● 指示
A. シングルドメインソフトマター研究の文章のうち、「43,940,000円」から「た物質が生み出す機能を探る。」までの部分を一字も変えずに書き写してください。
B. シングルドメインソフトマター研究の文章を、示されている最後の文の後から書き継いでください。

● 本文抜粋
========================================================================

共同研究・競争的資金等の研究課題

2017年4月 - 2021年3月

シングルドメインソフトマターが拓く新構造と物性に関する研究

日本学術振興会  科学研究費助成事業 基盤研究(A)  基盤研究(A)

課題番号
17H01034
体系的課題番号
JP17H01034
配分額
(総額)
43,940,000円
(直接経費)
33,800,000円
(間接経費)
10,140,000円

本研究は、過去に研究代表者らが見出した、世界的にも、歴史的にも類を見ない、新たな性質を示すシングルドメインソフトマターの構造、相挙動、粘弾性、力学特性の解明からスタートし、その展開(課題1)、発展研究(課題2)、およびその融合研究を通じ、ソフトマターの基礎科学に新たなフロンティアを築くことを目的とする。課題1では、自発的シングルドメイン化をもたらす構造要素とメカニズム、さらにそこに潜む物理化学を探求し、シングルドメインソフトマターを形成する分子ライブラリを構築する。課題2では、世界で初めて音波浮遊技術をソフトマターに適用し、シングルドメイン化を可能にする「分子自己集合場」を設計する。上記の課題から得られる物質の構造物性相関を多角的に調べ、シングルドメインを形成するソフトマターの合理的設計指針を提示するとともに、分子配向・配列秩序が「完璧」に制御された物質が生み出す機能を探る。

========================================================================

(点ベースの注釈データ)
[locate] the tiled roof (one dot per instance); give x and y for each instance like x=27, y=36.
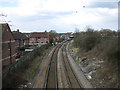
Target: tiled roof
x=39, y=34
x=18, y=35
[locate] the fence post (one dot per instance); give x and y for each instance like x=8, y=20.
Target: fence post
x=10, y=53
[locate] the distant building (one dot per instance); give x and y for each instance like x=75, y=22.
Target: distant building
x=21, y=39
x=39, y=37
x=67, y=36
x=8, y=45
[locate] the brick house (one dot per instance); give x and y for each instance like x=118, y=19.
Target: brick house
x=8, y=44
x=39, y=37
x=57, y=36
x=21, y=39
x=67, y=36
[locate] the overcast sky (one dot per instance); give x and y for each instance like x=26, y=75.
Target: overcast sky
x=59, y=15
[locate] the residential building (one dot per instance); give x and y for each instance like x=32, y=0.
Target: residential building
x=39, y=37
x=21, y=39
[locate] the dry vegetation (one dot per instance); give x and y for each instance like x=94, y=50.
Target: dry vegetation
x=100, y=50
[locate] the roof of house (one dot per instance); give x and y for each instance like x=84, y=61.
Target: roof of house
x=39, y=34
x=18, y=35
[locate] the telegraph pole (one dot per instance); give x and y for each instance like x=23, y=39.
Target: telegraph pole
x=10, y=53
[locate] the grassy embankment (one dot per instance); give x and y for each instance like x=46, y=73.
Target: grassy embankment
x=97, y=52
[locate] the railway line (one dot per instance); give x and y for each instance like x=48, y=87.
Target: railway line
x=71, y=78
x=51, y=79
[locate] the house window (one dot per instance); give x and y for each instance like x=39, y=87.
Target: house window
x=32, y=38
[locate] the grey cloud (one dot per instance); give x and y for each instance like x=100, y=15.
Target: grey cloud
x=103, y=5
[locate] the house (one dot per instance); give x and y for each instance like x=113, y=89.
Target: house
x=8, y=44
x=67, y=36
x=39, y=37
x=21, y=39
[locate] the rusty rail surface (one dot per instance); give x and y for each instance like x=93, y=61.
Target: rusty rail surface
x=71, y=78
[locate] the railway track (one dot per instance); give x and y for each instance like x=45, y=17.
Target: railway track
x=71, y=78
x=51, y=77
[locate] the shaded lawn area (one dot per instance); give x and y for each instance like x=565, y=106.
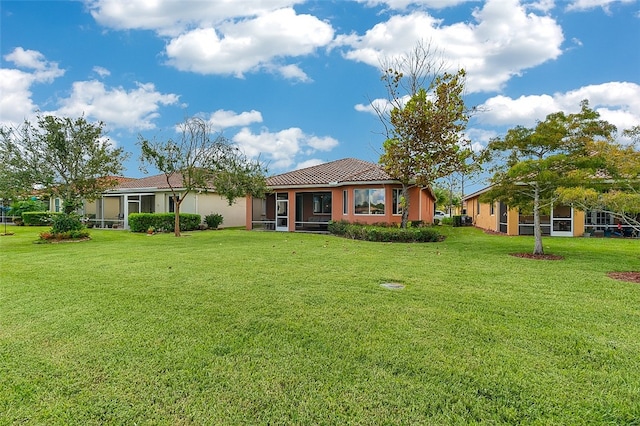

========================================================================

● 解答
A.
43,940,000円
(直接経費)
33,800,000円
(間接経費)
10,140,000円

本研究は、過去に研究代表者らが見出した、世界的にも、歴史的にも類を見ない、新たな性質を示すシングルドメインソフトマターの構造、相挙動、粘弾性、力学特性の解明からスタートし、その展開(課題1)、発展研究(課題2)、およびその融合研究を通じ、ソフトマターの基礎科学に新たなフロンティアを築くことを目的とする。課題1では、自発的シングルドメイン化をもたらす構造要素とメカニズム、さらにそこに潜む物理化学を探求し、シングルドメインソフトマターを形成する分子ライブラリを構築する。課題2では、世界で初めて音波浮遊技術をソフトマターに適用し、シングルドメイン化を可能にする「分子自己集合場」を設計する。上記の課題から得られる物質の構造物性相関を多角的に調べ、シングルドメインを形成するソフトマターの合理的設計指針を提示するとともに、分子配向・配列秩序が「完璧」に制御された物質が生み出す機能を探る。

B.
平成30年度において、課題1では、分子凝縮相に関する既存概念では説明しえない性質を示す分子集合体の構造と相挙動および分子集団運動について詳細に検討した。この分子集合体は、液体からの冷却により、あたかも液滴のようなバルク形状を示す。しかし、この液滴は、高度な三次元構造規則性を有する分子集合体であり、しかも単結晶様のシングルドメイン構造をとる。さらに、見かけ上は三次元構造規則性を保持したまま流動するという特異な性質を示す。この振る舞いは結晶とも液体とも液晶とも異なる。これらの成果をまとめてNature Mat.誌で論文発表した。課題2では、空気界面だけの状態で分子集合体を構造化させるために、音波浮遊装置を中心とした試料作製装置一式と構造解析用のX線回折装置を整備し、棒状および円盤状液晶の構造形成挙動の検討を行った。その結果、ミリメートルオーダーのシングルドメイン構造を有する球体が作製できることを見出した。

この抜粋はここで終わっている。